• _Referring expression pointing data_:
====

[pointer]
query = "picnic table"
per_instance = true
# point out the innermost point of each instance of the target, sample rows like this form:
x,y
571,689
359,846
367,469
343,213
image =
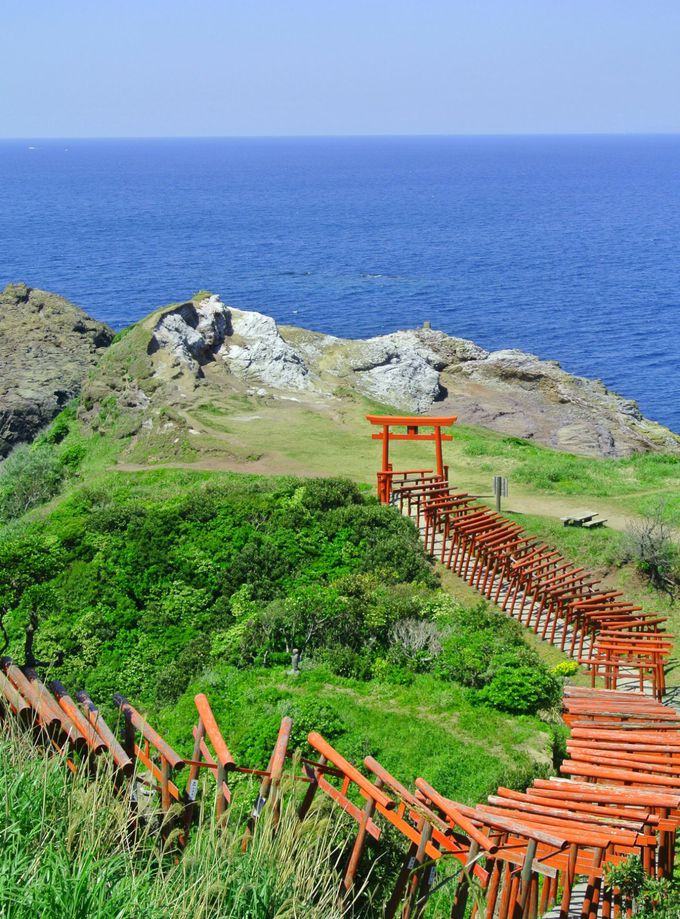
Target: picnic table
x,y
587,519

====

Repeat each line of the records above exactly, but do not copy the pictures.

• _YOUR RESPONSE_:
[pointer]
query = "picnic table"
per_instance = true
# point out the innermost point of each instance of the target, sample rows like this form:
x,y
571,689
359,846
367,469
343,213
image =
Target: picnic table
x,y
587,519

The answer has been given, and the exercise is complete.